• WHAT IS NEEDED:
Put the lines of the material, from the line containing "Objective — indicate every instance of the black boot" through the end of the material inclusive, into a Markdown table with the columns Entry and Content. Number each row and omit blank lines.

• DATA EXCERPTS:
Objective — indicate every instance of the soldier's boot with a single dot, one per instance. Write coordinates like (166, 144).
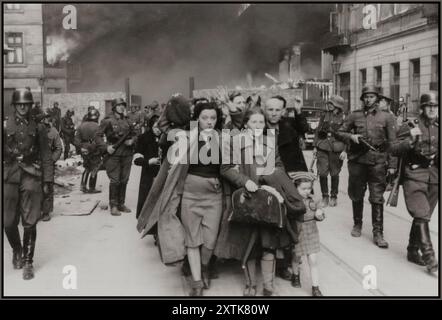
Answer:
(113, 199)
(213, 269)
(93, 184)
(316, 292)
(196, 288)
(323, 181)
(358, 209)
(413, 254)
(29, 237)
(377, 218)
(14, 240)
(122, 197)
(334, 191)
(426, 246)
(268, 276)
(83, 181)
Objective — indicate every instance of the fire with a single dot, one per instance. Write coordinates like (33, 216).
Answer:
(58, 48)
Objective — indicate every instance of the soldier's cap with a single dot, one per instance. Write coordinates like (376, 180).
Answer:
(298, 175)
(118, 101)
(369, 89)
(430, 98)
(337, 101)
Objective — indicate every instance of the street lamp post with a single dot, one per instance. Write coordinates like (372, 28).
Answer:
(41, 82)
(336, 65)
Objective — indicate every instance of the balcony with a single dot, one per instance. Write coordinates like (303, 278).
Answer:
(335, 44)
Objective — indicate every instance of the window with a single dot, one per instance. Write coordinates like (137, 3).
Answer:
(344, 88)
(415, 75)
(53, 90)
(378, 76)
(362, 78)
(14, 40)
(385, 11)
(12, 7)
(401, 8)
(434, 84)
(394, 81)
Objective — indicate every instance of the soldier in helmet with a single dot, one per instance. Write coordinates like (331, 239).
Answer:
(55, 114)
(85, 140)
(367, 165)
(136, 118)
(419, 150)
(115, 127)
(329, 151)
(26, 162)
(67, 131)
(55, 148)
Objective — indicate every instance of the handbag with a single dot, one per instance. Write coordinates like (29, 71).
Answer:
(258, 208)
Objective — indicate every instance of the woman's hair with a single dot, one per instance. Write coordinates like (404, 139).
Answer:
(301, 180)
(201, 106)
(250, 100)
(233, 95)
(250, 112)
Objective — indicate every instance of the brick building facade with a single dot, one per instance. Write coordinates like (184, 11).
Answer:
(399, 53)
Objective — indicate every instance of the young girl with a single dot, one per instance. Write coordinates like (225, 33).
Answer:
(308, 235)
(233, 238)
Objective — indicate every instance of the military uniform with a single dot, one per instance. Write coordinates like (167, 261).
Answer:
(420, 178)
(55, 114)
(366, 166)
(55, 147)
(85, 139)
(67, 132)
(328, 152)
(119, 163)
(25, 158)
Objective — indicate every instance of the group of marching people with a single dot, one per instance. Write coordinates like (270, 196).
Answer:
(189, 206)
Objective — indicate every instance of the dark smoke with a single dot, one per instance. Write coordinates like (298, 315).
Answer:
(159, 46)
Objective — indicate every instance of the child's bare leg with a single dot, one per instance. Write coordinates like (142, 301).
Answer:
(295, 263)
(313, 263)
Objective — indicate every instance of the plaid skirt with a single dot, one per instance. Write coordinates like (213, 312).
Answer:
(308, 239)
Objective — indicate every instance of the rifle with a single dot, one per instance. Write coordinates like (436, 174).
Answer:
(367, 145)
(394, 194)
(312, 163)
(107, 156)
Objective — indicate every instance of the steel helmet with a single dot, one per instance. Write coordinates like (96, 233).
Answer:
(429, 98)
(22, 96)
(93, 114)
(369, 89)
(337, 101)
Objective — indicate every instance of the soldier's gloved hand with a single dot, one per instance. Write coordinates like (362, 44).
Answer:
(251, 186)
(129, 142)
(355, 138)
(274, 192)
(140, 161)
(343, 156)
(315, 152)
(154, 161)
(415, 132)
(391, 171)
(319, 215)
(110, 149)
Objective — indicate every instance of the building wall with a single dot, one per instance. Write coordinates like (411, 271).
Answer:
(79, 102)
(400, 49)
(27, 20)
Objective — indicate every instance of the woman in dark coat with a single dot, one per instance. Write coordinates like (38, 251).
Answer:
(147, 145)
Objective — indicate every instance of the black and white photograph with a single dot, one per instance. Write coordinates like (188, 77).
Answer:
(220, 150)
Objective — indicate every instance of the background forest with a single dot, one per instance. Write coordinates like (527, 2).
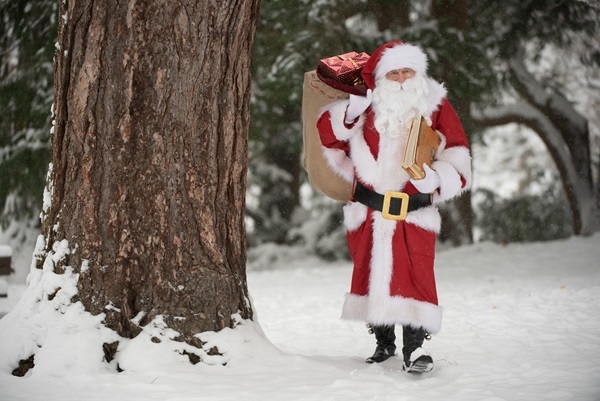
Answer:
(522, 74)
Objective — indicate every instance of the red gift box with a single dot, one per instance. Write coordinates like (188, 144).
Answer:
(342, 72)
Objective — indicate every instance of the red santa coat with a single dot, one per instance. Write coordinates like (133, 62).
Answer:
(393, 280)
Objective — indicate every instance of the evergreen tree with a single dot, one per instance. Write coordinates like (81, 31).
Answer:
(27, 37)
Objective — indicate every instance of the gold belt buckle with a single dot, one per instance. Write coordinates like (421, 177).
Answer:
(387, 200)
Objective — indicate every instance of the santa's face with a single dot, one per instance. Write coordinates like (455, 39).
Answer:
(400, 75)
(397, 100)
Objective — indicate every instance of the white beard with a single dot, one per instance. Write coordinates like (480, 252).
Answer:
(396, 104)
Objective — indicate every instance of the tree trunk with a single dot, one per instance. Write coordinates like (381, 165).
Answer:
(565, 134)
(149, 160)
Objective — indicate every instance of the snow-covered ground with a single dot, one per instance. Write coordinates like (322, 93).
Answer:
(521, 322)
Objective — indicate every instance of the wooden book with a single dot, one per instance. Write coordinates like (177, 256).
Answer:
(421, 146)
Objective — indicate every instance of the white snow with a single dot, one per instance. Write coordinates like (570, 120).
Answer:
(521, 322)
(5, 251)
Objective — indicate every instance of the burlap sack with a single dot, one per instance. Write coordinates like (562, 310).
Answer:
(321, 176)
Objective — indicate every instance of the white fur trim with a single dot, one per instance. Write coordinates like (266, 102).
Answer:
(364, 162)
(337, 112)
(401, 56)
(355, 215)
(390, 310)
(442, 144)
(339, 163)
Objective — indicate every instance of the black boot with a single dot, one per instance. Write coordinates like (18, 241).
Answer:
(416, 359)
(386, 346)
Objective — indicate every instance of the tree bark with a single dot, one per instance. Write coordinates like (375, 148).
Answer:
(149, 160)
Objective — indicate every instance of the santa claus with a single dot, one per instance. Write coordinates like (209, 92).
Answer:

• EXERCISE SOLUTION:
| Entry | Content |
|---|---|
| 1 | Objective — indicate every instance of the black boot with a single dot, one per instance. Write coordinates like (18, 241). |
| 2 | Answer: |
| 3 | (416, 359) |
| 4 | (386, 346) |
| 5 | Objective — indicate every instance of the tree bark with a single dot, one per instance. Write coordinates like (375, 148). |
| 6 | Answer: |
| 7 | (149, 160) |
| 8 | Objective — indicate every instance of the santa claus with a single dot, one per instance. Write coordinates like (209, 92). |
| 9 | Answer: |